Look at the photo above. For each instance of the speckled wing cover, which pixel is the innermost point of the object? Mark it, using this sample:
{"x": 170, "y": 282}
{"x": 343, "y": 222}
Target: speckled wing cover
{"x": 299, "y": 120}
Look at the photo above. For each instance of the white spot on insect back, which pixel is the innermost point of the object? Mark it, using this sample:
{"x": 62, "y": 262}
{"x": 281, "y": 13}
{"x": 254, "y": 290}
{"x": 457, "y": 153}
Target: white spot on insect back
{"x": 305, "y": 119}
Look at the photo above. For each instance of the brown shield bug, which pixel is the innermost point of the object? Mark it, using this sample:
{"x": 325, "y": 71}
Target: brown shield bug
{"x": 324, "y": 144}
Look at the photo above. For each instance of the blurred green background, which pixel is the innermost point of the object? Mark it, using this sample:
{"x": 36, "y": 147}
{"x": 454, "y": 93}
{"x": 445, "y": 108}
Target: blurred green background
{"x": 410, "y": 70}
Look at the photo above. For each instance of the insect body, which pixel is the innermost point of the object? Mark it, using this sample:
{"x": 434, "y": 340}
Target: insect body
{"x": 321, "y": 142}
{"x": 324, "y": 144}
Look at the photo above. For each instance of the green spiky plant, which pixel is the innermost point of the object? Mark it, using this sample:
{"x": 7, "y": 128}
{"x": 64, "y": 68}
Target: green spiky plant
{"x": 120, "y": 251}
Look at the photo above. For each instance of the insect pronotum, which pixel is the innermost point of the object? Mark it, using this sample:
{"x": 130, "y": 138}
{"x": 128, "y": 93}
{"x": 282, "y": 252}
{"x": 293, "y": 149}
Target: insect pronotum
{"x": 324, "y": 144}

▶ [Short problem] Transcribe all of the material exactly. Omit nothing.

▶ [Solution below]
Look at the photo above. For each instance of the speckled wing cover, which pixel is the innermost point of the object? Mark it, using this sample:
{"x": 170, "y": 282}
{"x": 343, "y": 222}
Target: speckled wing cover
{"x": 299, "y": 120}
Look at the photo above. For each instance of the white spot on insect back, which pixel is the innermost point of the object? Mark it, using this sample:
{"x": 62, "y": 262}
{"x": 281, "y": 13}
{"x": 254, "y": 290}
{"x": 457, "y": 153}
Target: white spot on insect back
{"x": 305, "y": 119}
Look at the photo above. For each instance of the brown shield bug, which pixel is the innermost point of the object? Mark it, using this sample:
{"x": 325, "y": 71}
Target: brown shield bug
{"x": 324, "y": 144}
Look at the photo above. For each instance of the blurred green background, which pixel is the innermost point of the object? Mark it, using this sample:
{"x": 36, "y": 147}
{"x": 454, "y": 93}
{"x": 445, "y": 108}
Target: blurred green background
{"x": 410, "y": 70}
Look at the photo above. For each instance of the insect body, which pixel is the innermost point of the object? Mark it, using this sample:
{"x": 434, "y": 340}
Target: insect body
{"x": 321, "y": 142}
{"x": 324, "y": 144}
Look at the photo above. For each instance of the green spiky plant, which pixel is the innermost point of the object? Mark it, using this sample:
{"x": 7, "y": 128}
{"x": 64, "y": 68}
Target: green spiky plant
{"x": 120, "y": 251}
Look at the photo above. For each instance of the insect pronotum, which pixel is the innermost point of the object? Mark it, using this sample:
{"x": 130, "y": 138}
{"x": 128, "y": 93}
{"x": 282, "y": 252}
{"x": 293, "y": 149}
Target: insect pronotum
{"x": 324, "y": 144}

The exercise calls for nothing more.